The answer must consist solely of the lines from the one containing "like [613, 197]." to the end of the entries below, repeated exactly.

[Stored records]
---------------
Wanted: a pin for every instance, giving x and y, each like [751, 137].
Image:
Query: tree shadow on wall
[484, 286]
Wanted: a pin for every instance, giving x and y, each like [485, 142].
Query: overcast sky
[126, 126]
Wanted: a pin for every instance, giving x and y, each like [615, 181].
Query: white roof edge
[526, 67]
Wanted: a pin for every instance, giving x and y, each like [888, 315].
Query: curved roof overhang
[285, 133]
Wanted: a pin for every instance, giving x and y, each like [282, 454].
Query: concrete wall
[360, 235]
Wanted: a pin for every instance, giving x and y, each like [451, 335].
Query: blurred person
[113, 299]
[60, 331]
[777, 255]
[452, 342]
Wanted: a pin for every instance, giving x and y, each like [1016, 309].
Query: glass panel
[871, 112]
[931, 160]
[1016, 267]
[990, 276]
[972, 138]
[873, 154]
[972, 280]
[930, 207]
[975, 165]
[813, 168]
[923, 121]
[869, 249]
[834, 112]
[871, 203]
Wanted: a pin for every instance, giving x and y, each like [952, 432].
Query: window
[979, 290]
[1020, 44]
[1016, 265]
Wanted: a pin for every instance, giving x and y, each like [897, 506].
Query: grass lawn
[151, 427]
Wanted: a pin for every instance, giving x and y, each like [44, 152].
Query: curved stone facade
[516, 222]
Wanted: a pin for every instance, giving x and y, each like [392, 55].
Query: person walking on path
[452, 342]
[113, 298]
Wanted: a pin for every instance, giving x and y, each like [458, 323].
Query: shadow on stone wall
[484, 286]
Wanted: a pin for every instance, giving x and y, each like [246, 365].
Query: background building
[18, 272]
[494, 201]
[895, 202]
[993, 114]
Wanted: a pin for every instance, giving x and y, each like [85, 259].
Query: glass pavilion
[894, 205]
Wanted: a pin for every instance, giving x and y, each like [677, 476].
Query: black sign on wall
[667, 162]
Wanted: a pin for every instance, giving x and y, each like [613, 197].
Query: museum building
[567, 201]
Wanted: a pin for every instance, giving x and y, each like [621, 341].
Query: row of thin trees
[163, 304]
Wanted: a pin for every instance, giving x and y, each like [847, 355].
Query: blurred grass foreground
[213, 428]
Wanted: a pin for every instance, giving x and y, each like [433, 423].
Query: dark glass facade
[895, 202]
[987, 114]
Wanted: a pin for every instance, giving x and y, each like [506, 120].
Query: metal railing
---------------
• _WRITTEN ANSWER_
Wanted: a pin for every instance, giving x and y, each like [613, 197].
Query: museum building
[567, 201]
Wanted: a pin for every instance, giving x and y, each like [621, 341].
Query: row of thin trees
[163, 304]
Wanted: a pin for every instance, giving x and y, each like [847, 355].
Query: blurred grass foreground
[213, 428]
Wanted: a pin for every instance, giving x and y, each like [433, 423].
Query: dark glass facade
[895, 202]
[987, 114]
Wanted: a pin for every instance, giving x and y, each like [506, 120].
Query: metal railing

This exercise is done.